Texto fornecido -

Como um grande fã de
um realizador como Ingmar Bergman, poderá parecer um pouco estranho dizer isto,
mas sempre sinto uma grande reticência e dúvida quando me deparo com uma obra
que admitidamente vive dos seus extensos diálogos, como se de uma peça de
teatro de câmara se tratasse. Não que não exista na mais recente obra de Nuri
Bilge Ceylan, que ganhou a Palme D’Or deste ano com este mesmo filme, uma
preocupação e um exímio trabalho visual e formal. Mas apesar de podermos
apreciar e salientar, por exemplo, o modo como as rochosas paisagens invernais
permeiam o filme e quase se impõem e abatem sobre os pontos humanos que
envolvem, há que honestamente admitir que este é um filme grandemente
desenvolvido à base do seu texto, nomeadamente os seus extensos diálogos.
E há que salientar
essa extensão e a duração dela resultante, não fosse este o mais longo filme a
alguma vez arrecadar a máxima honra no festival de cinema mais célebre dos
nossos dias. A sua duração foi, aliás dos aspetos que mais dúvidas me criou.
Admito que se reduzíssemos o tempo do filme, algum do seu efeito poderia ser
perdido, especialmente a exaustão e devastação dos últimos minutos, mas continuo
a refletir sobre o filme e a pensar que teria sido necessária uma maior
redução, uma maior síntese das ideias do realizador, que por vezes parecem
começar a revelar uma certa redundância e repetição com o passar do tempo. Se
bem que, antes de apontar os pontuais problemas que tive com o filme, talvez
fosse mais apropriado falar um pouco mais sobre o filme em si e alguns dos seus
aspetos mais marcantes de um ponto de vista positivo.

Tarefa a resolver -
Duplique sem alterações o trecho do texto fornecido que começa nas palavras "E há que salientar" e termina depois de "dúvidas me criou.". As linhas que se seguem têm outra origem.

Excerto de dados -
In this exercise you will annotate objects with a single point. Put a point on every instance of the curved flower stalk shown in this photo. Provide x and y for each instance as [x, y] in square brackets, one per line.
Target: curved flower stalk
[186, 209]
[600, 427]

Resultado final -
E há que salientar
essa extensão e a duração dela resultante, não fosse este o mais longo filme a
alguma vez arrecadar a máxima honra no festival de cinema mais célebre dos
nossos dias. A sua duração foi, aliás dos aspetos que mais dúvidas me criou.